Da bin ich erst einmal zurück geschreckt. Hoffe nur das ich nix kaputt mache. 
Und falls ich hilfe Frage habe ich hier ja ein gutes Forum.  
Habe mir jetzt ein komplettes Gehäuse bestellt. Genug platz sollte sein. 
Jetzt macht mir nur das Laufwerk sorgen. Weil das vorn rund ist und weiß nicht ob das da rein passt.


----------



## Enisra (17. Juni 2014)

naja, im schlechtestenfall, falls das kein BR-LW ist, bekommt man DVD hinterher geworfen
aber ansich passt alles, weil ja alles nach dem ATX Standart gebaut ist. Fies wird es nur an zwei Stellen, das Rausziehen der Kabel vom Mainboard die schon ziemlich Fest stecken können und die zum Gehäuse zum ein und ausschalten, wie die rein gehören steht aber im Handbuch, da würde ich vorher suchen oder das Modell im Internet nachschauen. Ansonsten Grafikkarte abschrauben und ausbauen, auch die Kabel zu den Laufwerken abziehen und evtl. vorhandene Gehäuselüfter, dann das MB und das langsam, zur Gehäuserückseite hin kippen raus heben und das ganz in umgekehrter reihenfolge beim neuen Gehäuse wiederholen.
Und ein paar Kabelbinder bereit legen, zum einem ist das ja alles Sichtbar und zum andere verbessern oderdentlich verlegte Kabel den Luftstrom


----------



## ReViaaH (17. Juni 2014)

Also am PC selber steht "DVD-Super Multi Drive".
Weiß nicht nicht ob du das meinst? 
Die kabel zum ein und ausschalten sind bei dem Gehäuse glaube schon eingebaut. 
Werde das dann so machen wie du beschrieben hast danke.  
Muss ich irgendwas beachten? Zum Beispiel wegen Strom, das ich ihn besser 
ein Paar Stunden bevor ich da dran gehe vom Strom Trenne? 
Und hab mal was davon gehört das man bevor man die Hardware anfässt 
an die Heizung fassen soll? Ist da was dran?


----------



## Enisra (17. Juni 2014)

◆ Zeilen

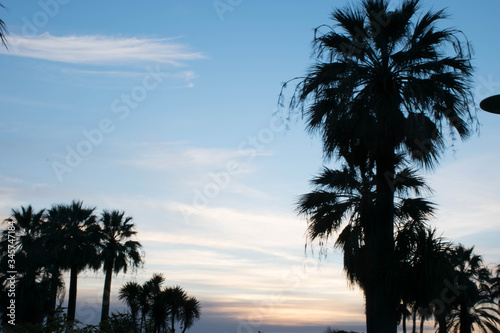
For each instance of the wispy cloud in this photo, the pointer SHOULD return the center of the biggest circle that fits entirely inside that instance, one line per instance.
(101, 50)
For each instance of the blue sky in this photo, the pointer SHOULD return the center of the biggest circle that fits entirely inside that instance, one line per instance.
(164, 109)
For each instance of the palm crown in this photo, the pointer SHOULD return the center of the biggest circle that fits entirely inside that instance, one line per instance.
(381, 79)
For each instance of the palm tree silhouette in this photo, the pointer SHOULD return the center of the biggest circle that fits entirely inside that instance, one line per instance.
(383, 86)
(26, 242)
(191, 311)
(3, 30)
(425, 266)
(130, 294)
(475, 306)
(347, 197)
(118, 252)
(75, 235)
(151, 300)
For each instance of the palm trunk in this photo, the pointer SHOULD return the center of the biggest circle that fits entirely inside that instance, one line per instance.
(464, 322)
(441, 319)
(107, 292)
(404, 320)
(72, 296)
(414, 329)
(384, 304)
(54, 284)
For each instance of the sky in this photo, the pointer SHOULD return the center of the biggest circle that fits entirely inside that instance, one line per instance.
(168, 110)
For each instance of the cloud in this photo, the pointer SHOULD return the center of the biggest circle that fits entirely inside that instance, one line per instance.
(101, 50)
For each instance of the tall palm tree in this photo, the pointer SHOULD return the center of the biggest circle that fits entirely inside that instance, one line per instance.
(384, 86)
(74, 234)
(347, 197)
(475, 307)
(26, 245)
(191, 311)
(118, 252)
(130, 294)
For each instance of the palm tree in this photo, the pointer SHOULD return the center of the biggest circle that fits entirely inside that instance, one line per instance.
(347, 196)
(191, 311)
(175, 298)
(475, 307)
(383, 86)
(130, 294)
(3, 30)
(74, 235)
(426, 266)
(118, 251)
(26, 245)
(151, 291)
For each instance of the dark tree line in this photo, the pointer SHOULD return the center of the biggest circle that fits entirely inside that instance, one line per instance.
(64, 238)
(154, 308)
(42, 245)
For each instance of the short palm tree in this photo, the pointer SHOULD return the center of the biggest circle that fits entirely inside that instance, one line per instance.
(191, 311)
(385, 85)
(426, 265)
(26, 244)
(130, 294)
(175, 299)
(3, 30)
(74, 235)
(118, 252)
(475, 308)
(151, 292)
...
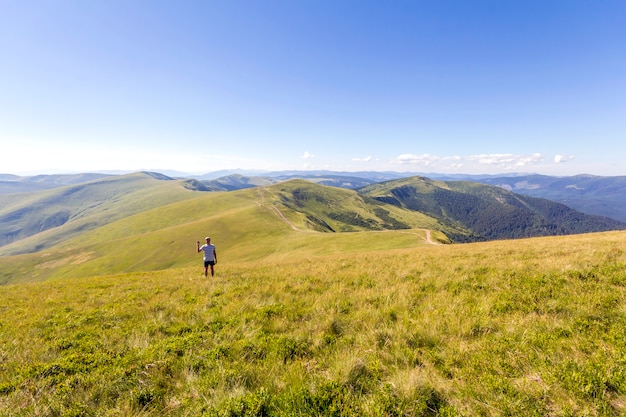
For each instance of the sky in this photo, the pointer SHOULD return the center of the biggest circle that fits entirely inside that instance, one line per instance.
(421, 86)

◆ Aufgaben
(1) Erkläre in ein bis drei Sätzen, warum Enisra im Text zum Gehäusewechsel rät, ein paar Kabelbinder bereitzulegen.
(2) Führe den Text zum Gehäusewechsel nach seinem letzten Satz fort.

◆ Lösungen in Reihenfolge
(1) Zum einen ist im neuen Gehäuse alles sichtbar. Zum anderen verbessern ordentlich verlegte Kabel den Luftstrom.

(2)
ja, stehen lassen und auch den Schalter am NT umlegen und dann dochmal einschalten, das lässt den auch gut entladen
Aber nja, ich mein das andere Ende der Gehäusekabel, die stelle wo die am Mainboard unten Rechts verbunden sind, das sind halt nur einzele Pins, das ist so ein mittelkniffliger Punkt, weil die muss man ja auch wieder mit dem neuen Gehäuse verbinden


----------



## ReViaaH (17. Juni 2014)

Achso ja die habe ich schon in einem Video gesehen. 
Die sind wirklich klein. Werde ich schon irgendwie hinbekommen..  
Bei meinem Pc hab ich die noch garnicht gesehen Bzw. habe ich noch garnicht 
danach geschaut. Naja ich hoffe ich bekomme das hin.


----------



## Enisra (17. Juni 2014)

wie gesagt, das ist alles dokumentiert und auch wenn die klein sind kann man die gut reinstecken, man muss nur wissen wie


----------



## ReViaaH (17. Juni 2014)

Ja dann denke ich das ich das hinbekomme. 
Lesen kann ich ja. Die Umsetzung sollte dann auch klappen.


----------



## ReViaaH (17. Juni 2014)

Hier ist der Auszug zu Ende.